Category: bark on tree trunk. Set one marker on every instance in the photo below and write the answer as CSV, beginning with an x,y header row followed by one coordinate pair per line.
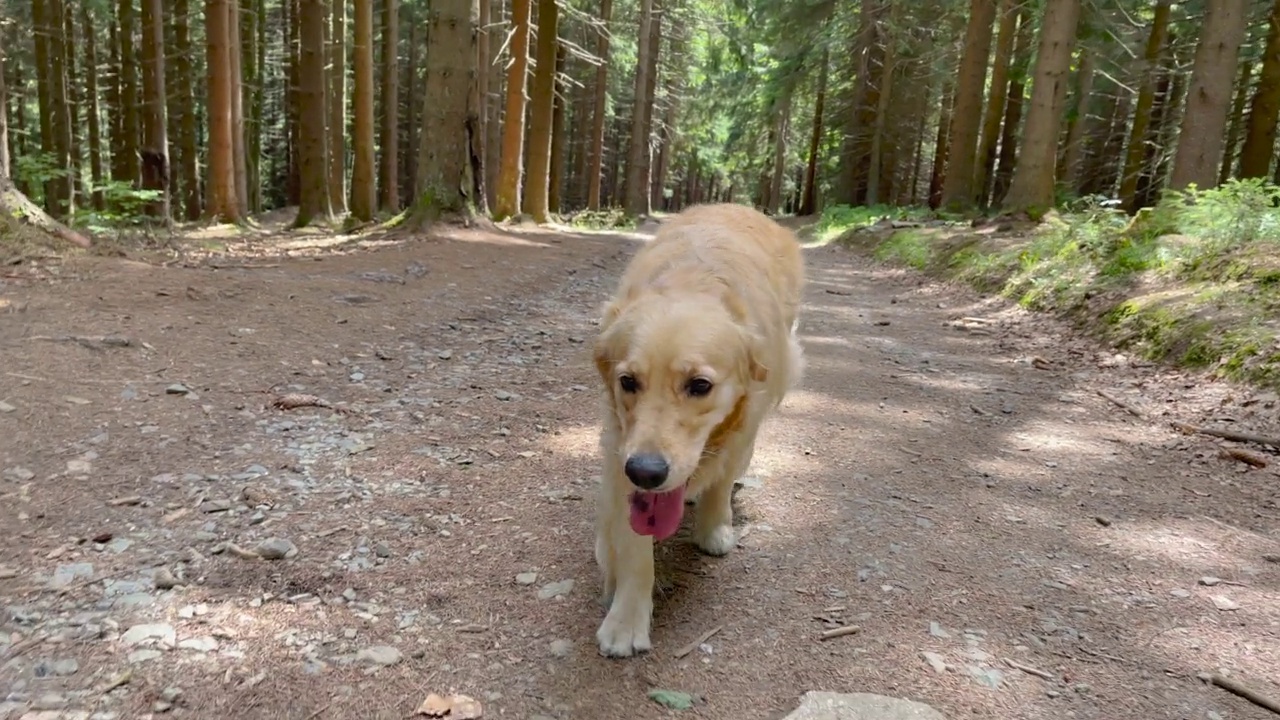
x,y
1032,186
542,109
557,165
95,127
388,181
451,172
128,169
337,101
1069,169
1200,144
312,162
223,204
362,186
507,194
595,163
984,163
1235,123
809,199
958,190
1139,132
1260,139
636,187
155,122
###
Task: The full text of the data above, exact and without pictures, is what to return.

Output for this exercise:
Category: bark on tree trunk. Set one marker on every instance in the photo below and write the answer as CSV, beginning with an x,y header row followed by one coordinate pair per line.
x,y
1032,186
542,109
557,165
95,127
388,181
451,172
128,169
337,101
1069,169
1200,144
312,162
223,204
362,186
507,194
595,163
984,163
1235,123
809,199
958,190
1139,132
1260,139
636,187
155,122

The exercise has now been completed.